-------- Text --------

A few more opportunities to use TupleTableSlotOps fields

Previous Topic Next Topic
 
classic Classic list List threaded Threaded
6 messages Options
Reply | Threaded
Open this post in threaded view
|

A few more opportunities to use TupleTableSlotOps fields

Antonin Houska-2
Perhaps it's just a matter of taste, but I think the TupleTableSlotOps
structure, once initialized, should be used wherever possible. At least for me
personally, when I read the code, the particular callback function name is a
bit disturbing wherever it's not necessary.

--
Antonin Houska
Web: https://www.cybertec-postgresql.com


Use_TupleTableSlotOps_where_possible.patch (3K) Download Attachment
Reply | Threaded
Open this post in threaded view
|

Re: A few more opportunities to use TupleTableSlotOps fields

Robert Haas
On Tue, May 21, 2019 at 8:02 AM Antonin Houska <[hidden email]> wrote:
> Perhaps it's just a matter of taste, but I think the TupleTableSlotOps
> structure, once initialized, should be used wherever possible. At least for me
> personally, when I read the code, the particular callback function name is a
> bit disturbing wherever it's not necessary.

-------- Collected material --------

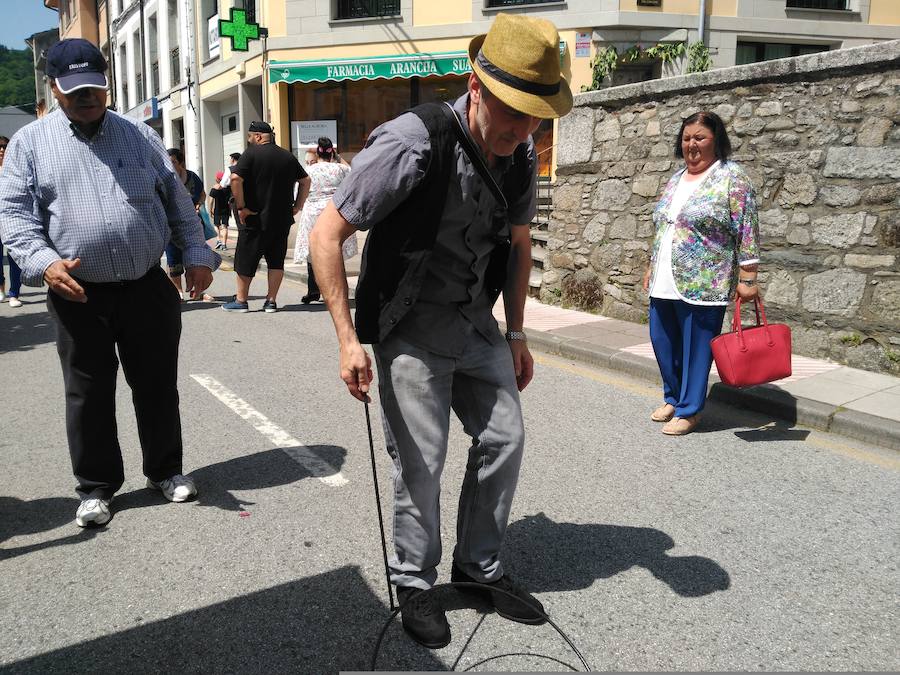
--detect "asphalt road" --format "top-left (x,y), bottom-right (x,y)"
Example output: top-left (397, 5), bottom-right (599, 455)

--------

Stated task A
Summarize the TupleTableSlotOps thread in two sentences.
Stated task B
Please carry the TupleTableSlotOps thread forward from its last line.

Response A
Antonin Houska proposes that the TupleTableSlotOps structure, once initialized, be used wherever possible, granting that this may be a matter of taste. He says a particular callback function name is a bit disturbing to him when it isn't necessary, and he attaches a patch named Use_TupleTableSlotOps_where_possible.patch, to which Robert Haas replies by quoting his message of May 21, 2019.

Response B
But it's significantly more efficient.

--
Robert Haas
EnterpriseDB: http://www.enterprisedb.com
The Enterprise PostgreSQL Company


Reply | Threaded
Open this post in threaded view
|

Re: A few more opportunities to use TupleTableSlotOps fields

Antonin Houska-2
Robert Haas <[hidden email]> wrote:

> On Tue, May 21, 2019 at 8:02 AM Antonin Houska <[hidden email]> wrote:
> > Perhaps it's just a matter of taste, but I think the TupleTableSlotOps
> > structure, once initialized, should be used wherever possible. At least for me
> > personally, when I read the code, the particular callback function name is a
> > bit disturbing wherever it's not necessary.
>
> But it's significantly more efficient.

Do you refer to the fact that for example the address of

        tts_virtual_clear(dstslot);

is immediately available in the text section while in this case

        dstslot->tts_ops->clear(dstslot);

the CPU first needs to fetch the address of tts_ops and also that of the
->clear function?

I admit I didn't think about this problem. Nevertheless I imagine that due to
constness of the variables like TTSOpsVirtual (and due to several other const
declarations) the compiler might be able to compute the address of the
tts_ops->clear() expression. Thus the only extra work for the CPU would be to
fetch tts_ops from dstslot, but that should not be a big deal because other
fields of dstslot are accessed by the surrounding code (so all of them might
be available in the CPU cache).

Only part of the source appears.